EXERCISE MATERIAL ▸
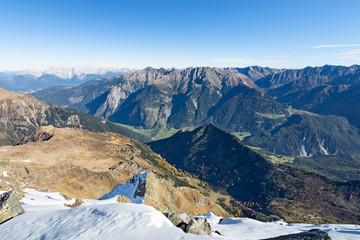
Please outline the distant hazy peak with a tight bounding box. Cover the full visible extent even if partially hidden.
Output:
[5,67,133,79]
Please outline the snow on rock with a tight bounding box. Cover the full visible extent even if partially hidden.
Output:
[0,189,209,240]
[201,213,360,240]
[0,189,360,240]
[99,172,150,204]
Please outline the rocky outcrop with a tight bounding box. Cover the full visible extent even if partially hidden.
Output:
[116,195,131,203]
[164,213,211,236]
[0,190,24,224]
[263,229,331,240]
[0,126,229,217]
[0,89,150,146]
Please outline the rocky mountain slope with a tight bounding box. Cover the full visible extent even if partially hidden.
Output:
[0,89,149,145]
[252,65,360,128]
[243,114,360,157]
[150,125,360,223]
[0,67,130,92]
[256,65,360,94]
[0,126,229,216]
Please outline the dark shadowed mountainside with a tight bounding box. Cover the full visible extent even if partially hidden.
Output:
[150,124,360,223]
==
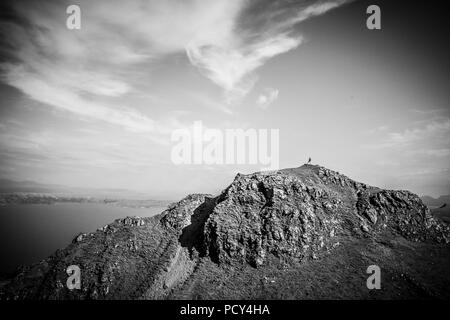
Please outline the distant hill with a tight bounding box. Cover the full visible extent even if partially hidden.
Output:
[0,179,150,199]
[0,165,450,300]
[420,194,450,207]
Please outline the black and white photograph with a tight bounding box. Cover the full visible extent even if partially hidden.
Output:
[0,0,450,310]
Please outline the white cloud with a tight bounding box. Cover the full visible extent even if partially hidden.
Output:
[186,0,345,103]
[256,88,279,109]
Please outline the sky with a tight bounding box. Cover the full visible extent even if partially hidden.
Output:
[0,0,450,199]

WHAT YOU WILL DO ▸
Shift every bounding-box coordinate up by 128 in the lines between the line holding "Please outline the distant hazy" and the line holding "[0,126,229,216]", inclusive. Reproduce only those lines in full, with the item wording left unchanged.

TASK RESPONSE ▸
Please outline the distant hazy peak with a tight bounding box. Cover the full visible extent even if partially hidden.
Output:
[133,195,261,207]
Please outline the snow on rock with a tight bounding box. Cover the full visible extent even if partially hidden.
Output:
[128,317,337,368]
[329,341,488,368]
[128,317,488,368]
[227,300,278,332]
Please outline the rocky outcrop with a tight bounding box. Cover the full visible extent even if partially hidden.
Output:
[244,323,259,331]
[292,341,339,364]
[128,318,152,352]
[391,357,459,368]
[128,254,357,345]
[128,217,278,274]
Please outline the rocky mountain slope with a tight bounding box. Cover the full visible extent even if partially hidden.
Output:
[128,217,277,273]
[380,193,488,256]
[371,242,488,285]
[278,253,488,351]
[128,195,258,220]
[384,193,488,222]
[128,254,357,344]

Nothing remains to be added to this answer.